Text segment:
They also said the bill fails to recognize the reality that many patients who participate in euthanasia likely already suffer from mental illnesses, such as depression and anxiety. The desire for a physician-assisted death stems from fear, and those fears should be addressed, they said.
“We find it unsatisfactory, therefore, that the Bill, in section 8, gives more weight to the irreversibility of the condition than to treatments which, even temporarily, relieve the symptoms,” they said.
“Depression, anxiety, and ambivalence about dying characterize both medical patients who attempt suicide and those who request assisted suicide. When the physical and psychological sources of the desperation that underlies requests for assisted suicide are addressed, the desire for death diminishes and patients are usually grateful for the time remaining to them.”
The bishops also warned that the bill’s language is strongly utilitarian and treats human dignity as something that can be lost in suffering.
“Whatever our prognosis and however limited our capacity, our value as persons is rooted in who we are rather than in our life-expectancy or our ability to reach certain standards of physical or mental performance,” they said.

Source information:
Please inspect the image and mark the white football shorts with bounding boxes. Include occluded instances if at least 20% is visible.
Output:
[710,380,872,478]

--

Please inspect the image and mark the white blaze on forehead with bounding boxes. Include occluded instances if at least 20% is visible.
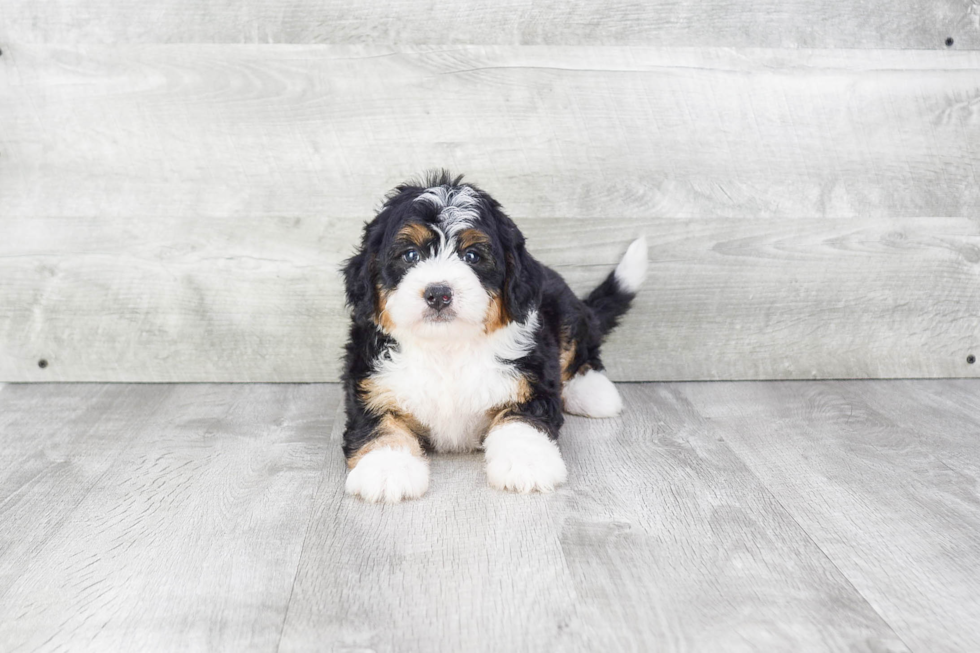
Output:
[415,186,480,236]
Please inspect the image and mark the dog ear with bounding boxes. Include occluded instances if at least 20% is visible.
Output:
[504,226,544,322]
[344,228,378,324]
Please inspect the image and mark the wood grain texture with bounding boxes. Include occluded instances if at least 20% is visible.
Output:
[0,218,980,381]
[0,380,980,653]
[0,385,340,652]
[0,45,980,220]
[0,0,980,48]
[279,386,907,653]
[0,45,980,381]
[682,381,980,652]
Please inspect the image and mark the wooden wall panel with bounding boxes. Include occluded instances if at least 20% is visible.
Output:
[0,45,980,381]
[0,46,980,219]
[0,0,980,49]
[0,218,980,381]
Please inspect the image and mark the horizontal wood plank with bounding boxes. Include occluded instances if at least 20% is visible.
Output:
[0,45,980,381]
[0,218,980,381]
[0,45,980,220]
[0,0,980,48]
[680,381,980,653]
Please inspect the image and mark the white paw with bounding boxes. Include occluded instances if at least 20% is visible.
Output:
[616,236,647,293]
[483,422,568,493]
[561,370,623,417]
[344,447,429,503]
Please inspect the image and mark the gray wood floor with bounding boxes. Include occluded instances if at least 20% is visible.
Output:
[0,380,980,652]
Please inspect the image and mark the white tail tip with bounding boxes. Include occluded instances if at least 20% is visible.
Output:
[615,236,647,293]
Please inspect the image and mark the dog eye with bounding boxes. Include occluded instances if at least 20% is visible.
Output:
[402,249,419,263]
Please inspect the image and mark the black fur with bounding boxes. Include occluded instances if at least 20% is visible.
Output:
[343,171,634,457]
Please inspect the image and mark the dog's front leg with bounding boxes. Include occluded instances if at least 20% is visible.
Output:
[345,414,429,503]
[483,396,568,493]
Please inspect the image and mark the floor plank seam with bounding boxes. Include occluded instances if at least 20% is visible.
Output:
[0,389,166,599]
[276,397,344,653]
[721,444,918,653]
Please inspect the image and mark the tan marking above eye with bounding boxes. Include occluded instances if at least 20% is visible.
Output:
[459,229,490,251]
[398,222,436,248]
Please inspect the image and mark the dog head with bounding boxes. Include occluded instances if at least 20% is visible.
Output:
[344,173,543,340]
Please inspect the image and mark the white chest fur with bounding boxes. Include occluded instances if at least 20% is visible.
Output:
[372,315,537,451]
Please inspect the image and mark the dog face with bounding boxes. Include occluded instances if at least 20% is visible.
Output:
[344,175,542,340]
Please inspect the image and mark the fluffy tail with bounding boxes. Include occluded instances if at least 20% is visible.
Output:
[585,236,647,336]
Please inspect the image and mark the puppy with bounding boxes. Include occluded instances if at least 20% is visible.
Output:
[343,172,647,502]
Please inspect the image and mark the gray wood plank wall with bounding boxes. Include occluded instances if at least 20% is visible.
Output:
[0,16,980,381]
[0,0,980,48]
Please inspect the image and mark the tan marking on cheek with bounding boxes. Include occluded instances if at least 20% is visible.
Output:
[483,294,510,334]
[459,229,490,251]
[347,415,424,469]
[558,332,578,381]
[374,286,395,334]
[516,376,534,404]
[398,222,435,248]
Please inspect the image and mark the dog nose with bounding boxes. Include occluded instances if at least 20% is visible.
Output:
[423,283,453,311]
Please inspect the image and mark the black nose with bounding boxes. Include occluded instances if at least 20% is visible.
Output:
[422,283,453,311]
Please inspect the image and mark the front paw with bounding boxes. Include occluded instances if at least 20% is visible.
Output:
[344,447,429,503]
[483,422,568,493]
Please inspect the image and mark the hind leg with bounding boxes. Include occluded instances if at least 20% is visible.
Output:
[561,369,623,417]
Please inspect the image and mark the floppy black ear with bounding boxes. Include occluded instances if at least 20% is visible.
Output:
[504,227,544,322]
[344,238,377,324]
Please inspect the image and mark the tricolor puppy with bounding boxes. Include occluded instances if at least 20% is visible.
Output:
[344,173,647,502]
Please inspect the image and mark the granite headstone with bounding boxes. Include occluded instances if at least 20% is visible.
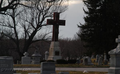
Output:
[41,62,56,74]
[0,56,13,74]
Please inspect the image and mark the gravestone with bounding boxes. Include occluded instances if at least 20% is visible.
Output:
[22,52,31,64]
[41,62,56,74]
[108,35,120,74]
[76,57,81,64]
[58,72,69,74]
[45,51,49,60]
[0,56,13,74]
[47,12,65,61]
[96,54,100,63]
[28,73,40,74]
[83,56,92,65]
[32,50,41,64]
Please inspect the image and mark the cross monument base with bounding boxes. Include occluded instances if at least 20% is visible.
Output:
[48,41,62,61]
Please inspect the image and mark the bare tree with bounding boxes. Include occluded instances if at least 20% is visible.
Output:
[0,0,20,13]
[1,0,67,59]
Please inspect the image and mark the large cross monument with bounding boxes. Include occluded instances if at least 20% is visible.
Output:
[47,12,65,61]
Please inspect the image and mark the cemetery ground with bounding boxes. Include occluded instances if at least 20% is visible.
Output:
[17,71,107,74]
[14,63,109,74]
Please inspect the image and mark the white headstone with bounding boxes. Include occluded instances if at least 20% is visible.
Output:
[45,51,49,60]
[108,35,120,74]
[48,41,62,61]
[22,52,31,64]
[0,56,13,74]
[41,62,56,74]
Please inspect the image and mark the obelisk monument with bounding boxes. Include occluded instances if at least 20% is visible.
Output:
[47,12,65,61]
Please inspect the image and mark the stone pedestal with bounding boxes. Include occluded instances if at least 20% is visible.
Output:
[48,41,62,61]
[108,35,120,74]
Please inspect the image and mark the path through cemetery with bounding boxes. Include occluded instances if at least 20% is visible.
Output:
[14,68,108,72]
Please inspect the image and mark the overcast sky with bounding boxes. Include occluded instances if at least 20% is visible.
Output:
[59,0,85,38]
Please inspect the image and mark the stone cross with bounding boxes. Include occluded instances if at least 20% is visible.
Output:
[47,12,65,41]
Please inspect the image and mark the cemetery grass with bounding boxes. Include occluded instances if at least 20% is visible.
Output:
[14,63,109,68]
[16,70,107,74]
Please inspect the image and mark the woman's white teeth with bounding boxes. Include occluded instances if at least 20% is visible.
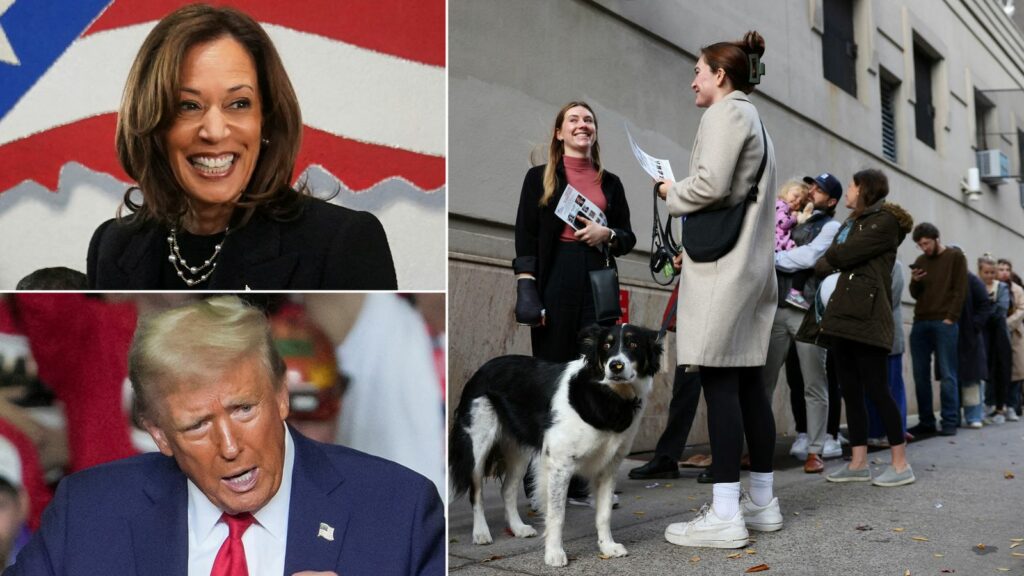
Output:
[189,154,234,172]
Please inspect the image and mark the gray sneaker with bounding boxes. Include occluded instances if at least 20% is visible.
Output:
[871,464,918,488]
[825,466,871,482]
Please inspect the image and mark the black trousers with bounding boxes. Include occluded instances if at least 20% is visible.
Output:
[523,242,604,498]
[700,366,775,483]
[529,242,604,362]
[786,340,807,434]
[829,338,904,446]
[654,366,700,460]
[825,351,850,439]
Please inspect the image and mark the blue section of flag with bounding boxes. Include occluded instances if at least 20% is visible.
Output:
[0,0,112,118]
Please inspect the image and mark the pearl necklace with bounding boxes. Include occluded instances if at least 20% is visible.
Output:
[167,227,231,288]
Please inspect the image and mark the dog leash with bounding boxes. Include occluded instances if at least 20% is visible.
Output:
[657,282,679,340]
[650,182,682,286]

Activity:
Reproduce the text on the euthanasia bill word for word, starting at "They also said" and ending at "addressed, they said.". The entries have no connection to the text on the euthanasia bill.

Response to this task:
They also said the bill fails to recognize the reality that many patients who participate in euthanasia likely already suffer from mental illnesses, such as depression and anxiety. The desire for a physician-assisted death stems from fear, and those fears should be addressed, they said.